所以这次侯景收到信之后,立刻就断定这封信绝非出自高欢之手。
不仅如此,侯景还能从中得到更多的信息。
信的其它手续都很齐全,如果不是高欢写的,那有能力搞出这些的只有高澄。信里又让我去晋阳,那肯定没有好事。现在大家都在传言高欢已经病入膏肓,现在高澄又搞这种小动作,说明传言极有可能是真的,高欢那边肯定出事了。
你爹还没死透呢你就敢来搞我,我怕你爹,可不怕你。
侯景左思右想,觉得只要高澄掌权,就肯定没有自己的活路,于是下定决心拥兵自固,为造反做准备。
但造反并不是简单的事儿。高欢敢于把河南交给侯景,自然也有自己的风控安排。简单地说,侯景虽然名义上是河南大将军大行台,但只有军政权,没有人事权。河南每个州都有刺史和防城都督,这些人都是高欢安排的,效忠对象是东魏朝廷,并非侯景个人。如果侯景还在东魏阵营,这些人归他管没问题,而一旦侯景宣布造反,这些人也会变成牵制他的重要力量。
造反肯定要有人支持才行,于是侯景抓紧时间私下里做了很多工作,但最终只成功拉拢过来一个人。
这个人名叫司马世云,现在担任颍州刺史。
司马世云是司马子如的侄子,他仰仗着叔叔的权势,贪污腐败,结果被朝内的监察御史给告了,眼看就要被抓回去问罪,他自知罪责难逃,所以跟侯景一拍即合,直接把颍州让出来作为侯景的根据地。
等年初日食之后,侯景眼见天象有变,加上各路小道消息印证,判断高欢应该是不行了。他也不想再等了,既然劝说没效果,那就用别的办法。
于是侯景施展了各种坑蒙拐骗的手段,先后诱捕了豫州刺史高元成、襄州刺史李密、广州刺史怀朔暴显,又搞定了三个州。

书面任务:
a - 在后面的各行中，从含有“TARGET: boy's short hair”的那一行起，到含有“[(306, 47)]”的那一行止，首尾两行都算在内，逐字照录这一段。
b - 承接讲侯景谋划造反的这篇文章的最后一句，往下续写。
前面的文章与后面的各行出自不同来源，二者并无关联。

任务材料:

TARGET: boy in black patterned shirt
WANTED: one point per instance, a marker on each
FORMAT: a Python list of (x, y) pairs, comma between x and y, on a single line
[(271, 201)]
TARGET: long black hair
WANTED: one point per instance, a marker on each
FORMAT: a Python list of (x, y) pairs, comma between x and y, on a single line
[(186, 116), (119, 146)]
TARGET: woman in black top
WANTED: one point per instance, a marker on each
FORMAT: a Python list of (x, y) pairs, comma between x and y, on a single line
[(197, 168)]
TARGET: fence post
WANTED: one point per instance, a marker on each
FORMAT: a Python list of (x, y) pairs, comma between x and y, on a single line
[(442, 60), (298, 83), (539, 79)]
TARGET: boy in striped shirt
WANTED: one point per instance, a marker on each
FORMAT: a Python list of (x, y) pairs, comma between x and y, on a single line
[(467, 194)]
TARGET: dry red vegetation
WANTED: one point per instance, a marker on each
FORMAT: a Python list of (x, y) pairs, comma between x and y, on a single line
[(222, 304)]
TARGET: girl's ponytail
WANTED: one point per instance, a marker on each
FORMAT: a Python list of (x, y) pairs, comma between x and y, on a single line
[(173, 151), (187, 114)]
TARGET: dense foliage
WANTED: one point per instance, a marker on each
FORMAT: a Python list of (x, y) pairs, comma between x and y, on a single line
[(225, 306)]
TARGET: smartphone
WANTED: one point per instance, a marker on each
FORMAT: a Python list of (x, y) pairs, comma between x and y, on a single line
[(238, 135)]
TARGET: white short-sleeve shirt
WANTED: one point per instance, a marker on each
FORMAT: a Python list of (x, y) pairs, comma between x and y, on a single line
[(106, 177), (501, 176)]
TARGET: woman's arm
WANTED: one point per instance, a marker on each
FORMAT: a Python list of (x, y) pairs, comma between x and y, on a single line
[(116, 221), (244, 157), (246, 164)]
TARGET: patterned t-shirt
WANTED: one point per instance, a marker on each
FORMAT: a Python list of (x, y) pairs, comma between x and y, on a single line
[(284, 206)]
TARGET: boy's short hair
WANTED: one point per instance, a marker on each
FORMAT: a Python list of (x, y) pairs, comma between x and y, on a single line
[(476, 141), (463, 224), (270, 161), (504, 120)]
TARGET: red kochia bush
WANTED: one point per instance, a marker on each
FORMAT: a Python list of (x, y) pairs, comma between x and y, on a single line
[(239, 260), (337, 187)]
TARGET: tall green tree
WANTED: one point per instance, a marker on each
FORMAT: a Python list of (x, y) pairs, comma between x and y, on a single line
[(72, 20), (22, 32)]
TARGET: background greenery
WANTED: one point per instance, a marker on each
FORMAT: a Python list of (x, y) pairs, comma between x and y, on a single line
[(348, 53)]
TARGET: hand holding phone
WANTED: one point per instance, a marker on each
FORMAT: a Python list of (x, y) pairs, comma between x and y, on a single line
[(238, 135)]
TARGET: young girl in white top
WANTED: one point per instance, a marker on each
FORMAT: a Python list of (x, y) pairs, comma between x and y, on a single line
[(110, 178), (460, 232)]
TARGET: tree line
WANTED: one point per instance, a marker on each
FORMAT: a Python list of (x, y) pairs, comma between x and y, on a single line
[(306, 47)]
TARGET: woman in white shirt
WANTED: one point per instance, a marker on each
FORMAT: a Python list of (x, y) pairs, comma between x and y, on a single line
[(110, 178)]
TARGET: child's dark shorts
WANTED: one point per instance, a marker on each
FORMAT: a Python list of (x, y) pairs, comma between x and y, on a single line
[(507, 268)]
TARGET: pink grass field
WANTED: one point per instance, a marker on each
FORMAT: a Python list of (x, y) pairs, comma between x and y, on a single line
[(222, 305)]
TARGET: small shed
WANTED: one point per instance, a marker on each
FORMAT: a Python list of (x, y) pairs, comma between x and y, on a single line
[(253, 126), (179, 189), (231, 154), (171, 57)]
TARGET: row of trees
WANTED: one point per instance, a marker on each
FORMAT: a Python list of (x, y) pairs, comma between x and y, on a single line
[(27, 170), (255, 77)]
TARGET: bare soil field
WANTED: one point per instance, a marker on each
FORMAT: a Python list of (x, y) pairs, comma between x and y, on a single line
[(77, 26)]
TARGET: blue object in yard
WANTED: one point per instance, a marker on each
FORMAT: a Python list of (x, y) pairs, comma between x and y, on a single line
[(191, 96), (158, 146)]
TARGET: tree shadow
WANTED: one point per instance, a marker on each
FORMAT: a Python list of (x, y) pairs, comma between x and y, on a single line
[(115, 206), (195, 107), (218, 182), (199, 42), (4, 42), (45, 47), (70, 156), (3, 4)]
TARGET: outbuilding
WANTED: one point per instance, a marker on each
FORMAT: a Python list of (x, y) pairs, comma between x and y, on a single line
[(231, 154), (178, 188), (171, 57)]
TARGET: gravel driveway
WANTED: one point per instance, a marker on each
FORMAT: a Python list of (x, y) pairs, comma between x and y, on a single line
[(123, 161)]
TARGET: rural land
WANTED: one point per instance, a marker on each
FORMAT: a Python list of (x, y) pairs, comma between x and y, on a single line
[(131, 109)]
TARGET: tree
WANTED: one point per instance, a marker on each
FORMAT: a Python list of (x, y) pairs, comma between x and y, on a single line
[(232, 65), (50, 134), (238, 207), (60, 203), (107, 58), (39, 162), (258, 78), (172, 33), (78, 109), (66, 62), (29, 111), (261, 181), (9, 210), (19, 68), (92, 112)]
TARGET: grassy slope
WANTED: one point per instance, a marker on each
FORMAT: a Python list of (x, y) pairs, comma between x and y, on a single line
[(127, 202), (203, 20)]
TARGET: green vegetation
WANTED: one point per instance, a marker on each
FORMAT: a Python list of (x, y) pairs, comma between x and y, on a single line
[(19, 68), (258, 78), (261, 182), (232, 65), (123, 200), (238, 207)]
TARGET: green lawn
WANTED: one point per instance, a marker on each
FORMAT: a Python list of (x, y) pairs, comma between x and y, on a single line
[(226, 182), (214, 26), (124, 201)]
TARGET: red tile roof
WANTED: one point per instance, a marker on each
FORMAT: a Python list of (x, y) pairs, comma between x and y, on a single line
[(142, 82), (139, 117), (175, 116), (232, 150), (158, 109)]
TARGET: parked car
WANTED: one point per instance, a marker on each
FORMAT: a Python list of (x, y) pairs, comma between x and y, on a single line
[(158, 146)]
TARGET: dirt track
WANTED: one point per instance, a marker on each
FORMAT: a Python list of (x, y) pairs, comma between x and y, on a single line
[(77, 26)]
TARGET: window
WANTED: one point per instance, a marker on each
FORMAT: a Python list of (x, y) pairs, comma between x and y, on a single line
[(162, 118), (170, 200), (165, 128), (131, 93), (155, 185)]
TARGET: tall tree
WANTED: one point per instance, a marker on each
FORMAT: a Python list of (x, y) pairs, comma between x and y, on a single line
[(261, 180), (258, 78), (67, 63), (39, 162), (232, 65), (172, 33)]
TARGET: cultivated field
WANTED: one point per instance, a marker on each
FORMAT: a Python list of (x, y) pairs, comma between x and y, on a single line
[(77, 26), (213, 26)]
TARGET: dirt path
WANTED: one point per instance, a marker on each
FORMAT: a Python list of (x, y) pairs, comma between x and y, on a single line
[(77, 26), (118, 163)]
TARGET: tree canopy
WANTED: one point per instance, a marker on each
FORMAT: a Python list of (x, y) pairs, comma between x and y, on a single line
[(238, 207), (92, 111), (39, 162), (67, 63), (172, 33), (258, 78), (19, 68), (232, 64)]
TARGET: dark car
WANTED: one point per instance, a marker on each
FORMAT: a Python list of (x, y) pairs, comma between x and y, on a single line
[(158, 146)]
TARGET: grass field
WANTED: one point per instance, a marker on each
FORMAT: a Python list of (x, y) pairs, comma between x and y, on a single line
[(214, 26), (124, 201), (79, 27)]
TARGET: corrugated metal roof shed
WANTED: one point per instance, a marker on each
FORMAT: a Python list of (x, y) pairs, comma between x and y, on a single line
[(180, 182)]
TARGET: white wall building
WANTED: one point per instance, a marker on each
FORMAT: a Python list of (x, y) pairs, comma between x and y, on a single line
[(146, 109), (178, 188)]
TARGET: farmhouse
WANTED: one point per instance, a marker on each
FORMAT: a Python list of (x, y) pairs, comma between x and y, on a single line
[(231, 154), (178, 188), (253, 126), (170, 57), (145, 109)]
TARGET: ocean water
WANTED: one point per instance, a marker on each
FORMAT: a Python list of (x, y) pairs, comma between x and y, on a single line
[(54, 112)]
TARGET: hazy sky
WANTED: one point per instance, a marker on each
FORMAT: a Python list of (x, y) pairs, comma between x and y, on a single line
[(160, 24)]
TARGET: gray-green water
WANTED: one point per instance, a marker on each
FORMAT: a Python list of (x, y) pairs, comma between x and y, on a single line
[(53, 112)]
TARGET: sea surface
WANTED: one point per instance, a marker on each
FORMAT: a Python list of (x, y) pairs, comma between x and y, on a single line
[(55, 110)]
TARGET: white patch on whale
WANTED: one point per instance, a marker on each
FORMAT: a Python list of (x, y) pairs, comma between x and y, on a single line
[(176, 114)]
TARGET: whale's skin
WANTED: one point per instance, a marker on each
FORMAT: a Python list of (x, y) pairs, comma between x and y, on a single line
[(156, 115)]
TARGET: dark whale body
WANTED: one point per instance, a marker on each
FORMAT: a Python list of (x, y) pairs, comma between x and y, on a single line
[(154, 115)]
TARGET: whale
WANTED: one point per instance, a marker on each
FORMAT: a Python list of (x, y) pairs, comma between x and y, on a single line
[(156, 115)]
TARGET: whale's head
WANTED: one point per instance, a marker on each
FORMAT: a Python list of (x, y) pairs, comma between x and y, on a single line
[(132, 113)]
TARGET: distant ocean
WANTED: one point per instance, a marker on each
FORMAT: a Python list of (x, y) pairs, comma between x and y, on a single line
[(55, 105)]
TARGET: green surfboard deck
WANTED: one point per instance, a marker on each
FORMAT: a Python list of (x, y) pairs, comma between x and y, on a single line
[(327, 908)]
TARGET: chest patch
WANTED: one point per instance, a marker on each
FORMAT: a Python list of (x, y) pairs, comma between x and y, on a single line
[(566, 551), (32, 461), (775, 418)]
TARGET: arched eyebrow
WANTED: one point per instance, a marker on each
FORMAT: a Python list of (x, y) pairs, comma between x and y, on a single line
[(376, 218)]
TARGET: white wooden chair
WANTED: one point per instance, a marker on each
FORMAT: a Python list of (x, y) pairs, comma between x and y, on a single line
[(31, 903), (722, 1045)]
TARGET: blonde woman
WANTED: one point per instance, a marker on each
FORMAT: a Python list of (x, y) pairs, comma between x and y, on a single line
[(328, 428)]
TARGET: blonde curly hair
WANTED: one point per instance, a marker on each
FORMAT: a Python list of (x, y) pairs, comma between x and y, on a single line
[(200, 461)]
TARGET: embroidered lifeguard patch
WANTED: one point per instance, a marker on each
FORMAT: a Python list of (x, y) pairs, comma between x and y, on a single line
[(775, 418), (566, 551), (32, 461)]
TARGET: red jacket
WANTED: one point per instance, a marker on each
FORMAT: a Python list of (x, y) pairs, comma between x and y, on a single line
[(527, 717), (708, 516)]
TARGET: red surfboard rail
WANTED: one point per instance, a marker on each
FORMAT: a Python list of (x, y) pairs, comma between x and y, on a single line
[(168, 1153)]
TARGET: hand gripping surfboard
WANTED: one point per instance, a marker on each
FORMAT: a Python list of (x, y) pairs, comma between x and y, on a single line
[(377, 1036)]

逐题答案:
a -
TARGET: boy's short hair
WANTED: one point per instance, a marker on each
FORMAT: a Python list of (x, y) pairs, comma between x and y, on a single line
[(476, 141), (463, 224), (270, 161), (504, 120)]
TARGET: red kochia bush
WANTED: one point per instance, a marker on each
FORMAT: a Python list of (x, y) pairs, comma between x and y, on a single line
[(239, 260), (337, 187)]
TARGET: tall green tree
WANTED: one point per instance, a marker on each
FORMAT: a Python list of (x, y) pairs, comma between x and y, on a single line
[(72, 20), (22, 32)]
TARGET: background greenery
WANTED: one point per instance, a marker on each
FORMAT: a Python list of (x, y) pairs, comma between x and y, on a single line
[(348, 53)]
TARGET: hand holding phone
WANTED: one point per instance, a marker on each
FORMAT: a Python list of (x, y) pairs, comma between x and y, on a single line
[(238, 135)]
TARGET: young girl in white top
WANTED: one point per instance, a marker on each
FORMAT: a Python list of (x, y) pairs, comma between x and y, on a single line
[(110, 178), (460, 232)]
TARGET: tree line
WANTED: one point per instance, a marker on each
FORMAT: a Python list of (x, y) pairs, comma between x and y, on a single line
[(306, 47)]

b -
侯景打算再接再厉,他秘密安排了两百人,乔装打扮之后在傍晚带着兵器进入西兖州治所定陶(今山东省定陶县西北),想要趁夜占领州城。
西兖州刺史是邢子才。邢子才不仅学问好,为人也非常机警。他觉得侯景最近的表现有些异常,于是暗中让州城守军提高警惕。这次得到报告说有很多陌生人鬼鬼祟祟地推着车进城,觉得有问题,当即出动部队把可疑人等都抓了起来,果然在车上发现了大量的兵器,也坐实了侯景的叛变行为。
邢子才不敢怠慢,马上把消息通知朝廷和东边几个州的刺史,让各州加强戒备,别再让侯景有机可乘。
精心的计划居然被一个文化人识破,侯景心里大为恼火。但开弓没有回头箭,意图既然已经暴露,就只能硬着头皮继续往前走了。
侯景很清楚,一旦迈出造反这一步,对手就不再是高澄一个人,而是整个东魏阵营,昔日的战友瞬间就都变成了仇敌。自己就算再厉害,想一个人单挑整个东魏还是太夸张了。
而且高澄得到消息之后,很快就会派大部队过来平叛,现在自己能够完全控制的只有颍、豫、襄、广四个州,人马也不太够,靠这点本钱根本没可能跟东魏大军叫板。
为今之计,只能去借助第三方的力量。
这几年南梁跟东魏之间边境和睦,交流频繁,外交关系非常好,想要煽动两国对立看起来不太容易。